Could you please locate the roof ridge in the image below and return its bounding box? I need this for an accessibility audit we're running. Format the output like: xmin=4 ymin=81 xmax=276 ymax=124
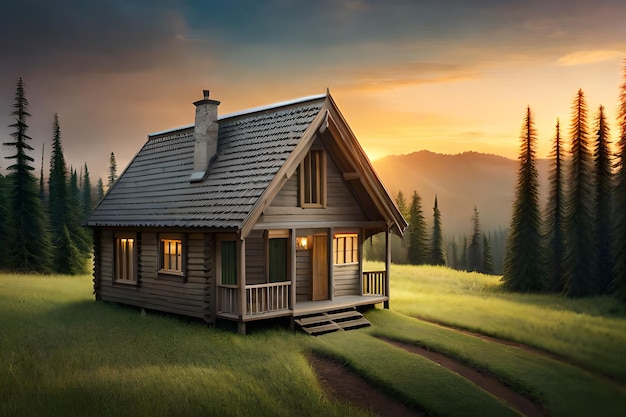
xmin=217 ymin=93 xmax=327 ymax=120
xmin=148 ymin=93 xmax=328 ymax=137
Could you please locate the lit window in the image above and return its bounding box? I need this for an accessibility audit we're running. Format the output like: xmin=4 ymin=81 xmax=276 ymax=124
xmin=115 ymin=237 xmax=137 ymax=284
xmin=219 ymin=240 xmax=237 ymax=285
xmin=300 ymin=150 xmax=326 ymax=207
xmin=159 ymin=237 xmax=183 ymax=275
xmin=333 ymin=233 xmax=359 ymax=265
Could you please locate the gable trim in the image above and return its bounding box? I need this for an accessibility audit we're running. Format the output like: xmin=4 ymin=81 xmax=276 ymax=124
xmin=240 ymin=106 xmax=329 ymax=239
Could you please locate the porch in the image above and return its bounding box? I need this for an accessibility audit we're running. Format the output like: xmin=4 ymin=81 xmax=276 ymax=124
xmin=216 ymin=271 xmax=389 ymax=322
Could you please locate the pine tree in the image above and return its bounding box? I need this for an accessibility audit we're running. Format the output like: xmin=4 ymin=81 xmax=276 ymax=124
xmin=502 ymin=107 xmax=543 ymax=292
xmin=4 ymin=78 xmax=52 ymax=272
xmin=430 ymin=195 xmax=446 ymax=265
xmin=39 ymin=144 xmax=46 ymax=204
xmin=67 ymin=169 xmax=92 ymax=266
xmin=407 ymin=191 xmax=428 ymax=265
xmin=109 ymin=152 xmax=117 ymax=190
xmin=48 ymin=114 xmax=84 ymax=274
xmin=545 ymin=120 xmax=565 ymax=292
xmin=92 ymin=178 xmax=104 ymax=206
xmin=480 ymin=233 xmax=493 ymax=275
xmin=447 ymin=236 xmax=460 ymax=269
xmin=0 ymin=174 xmax=9 ymax=269
xmin=81 ymin=162 xmax=93 ymax=221
xmin=593 ymin=106 xmax=613 ymax=293
xmin=612 ymin=59 xmax=626 ymax=300
xmin=396 ymin=190 xmax=410 ymax=222
xmin=467 ymin=206 xmax=483 ymax=272
xmin=563 ymin=90 xmax=598 ymax=297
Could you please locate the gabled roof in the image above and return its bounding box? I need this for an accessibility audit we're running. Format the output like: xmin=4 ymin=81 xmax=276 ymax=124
xmin=86 ymin=95 xmax=406 ymax=233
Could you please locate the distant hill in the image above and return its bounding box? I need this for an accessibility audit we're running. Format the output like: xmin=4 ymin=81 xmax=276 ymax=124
xmin=372 ymin=151 xmax=549 ymax=235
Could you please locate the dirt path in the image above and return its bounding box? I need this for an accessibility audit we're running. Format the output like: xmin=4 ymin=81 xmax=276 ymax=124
xmin=309 ymin=338 xmax=547 ymax=417
xmin=309 ymin=354 xmax=424 ymax=417
xmin=381 ymin=338 xmax=547 ymax=417
xmin=414 ymin=316 xmax=626 ymax=388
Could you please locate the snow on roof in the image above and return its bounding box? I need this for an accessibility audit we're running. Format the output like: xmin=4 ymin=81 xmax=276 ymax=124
xmin=148 ymin=94 xmax=326 ymax=136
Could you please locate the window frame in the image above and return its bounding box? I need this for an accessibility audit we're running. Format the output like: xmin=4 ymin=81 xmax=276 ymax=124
xmin=215 ymin=234 xmax=240 ymax=287
xmin=112 ymin=232 xmax=139 ymax=287
xmin=333 ymin=232 xmax=360 ymax=265
xmin=299 ymin=149 xmax=326 ymax=208
xmin=264 ymin=230 xmax=291 ymax=283
xmin=157 ymin=233 xmax=187 ymax=278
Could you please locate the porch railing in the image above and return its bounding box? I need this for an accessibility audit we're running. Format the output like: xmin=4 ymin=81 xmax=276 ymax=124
xmin=363 ymin=271 xmax=387 ymax=295
xmin=246 ymin=281 xmax=291 ymax=314
xmin=217 ymin=284 xmax=239 ymax=315
xmin=217 ymin=281 xmax=291 ymax=315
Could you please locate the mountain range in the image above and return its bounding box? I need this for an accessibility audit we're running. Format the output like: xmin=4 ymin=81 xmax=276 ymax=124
xmin=372 ymin=151 xmax=550 ymax=235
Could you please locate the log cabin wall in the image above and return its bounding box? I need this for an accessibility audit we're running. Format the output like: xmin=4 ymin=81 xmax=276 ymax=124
xmin=246 ymin=230 xmax=265 ymax=285
xmin=257 ymin=142 xmax=367 ymax=229
xmin=296 ymin=245 xmax=313 ymax=302
xmin=333 ymin=263 xmax=361 ymax=297
xmin=96 ymin=230 xmax=213 ymax=322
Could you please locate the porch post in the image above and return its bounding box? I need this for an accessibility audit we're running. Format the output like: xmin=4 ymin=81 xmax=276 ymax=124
xmin=237 ymin=235 xmax=246 ymax=334
xmin=383 ymin=226 xmax=391 ymax=310
xmin=358 ymin=228 xmax=365 ymax=295
xmin=326 ymin=227 xmax=335 ymax=301
xmin=289 ymin=229 xmax=296 ymax=331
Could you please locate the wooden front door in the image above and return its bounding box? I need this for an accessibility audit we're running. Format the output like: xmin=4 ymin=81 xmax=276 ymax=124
xmin=311 ymin=235 xmax=329 ymax=301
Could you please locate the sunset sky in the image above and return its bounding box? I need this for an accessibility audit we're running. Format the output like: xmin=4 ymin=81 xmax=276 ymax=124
xmin=0 ymin=0 xmax=626 ymax=183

_____

## Problem to solve
Copy out the lines from the start through the one containing "xmin=148 ymin=93 xmax=328 ymax=137", requests included, and shift every bounding-box coordinate in the answers by -43 while leaving the numbers in the requests as they are. Leave the pictures out.

## Worked answer
Could you please locate the roof ridge in the image below and return its bounding box? I need this for an accessibility audit we're running. Format the output like: xmin=4 ymin=81 xmax=276 ymax=124
xmin=174 ymin=50 xmax=284 ymax=77
xmin=105 ymin=50 xmax=285 ymax=94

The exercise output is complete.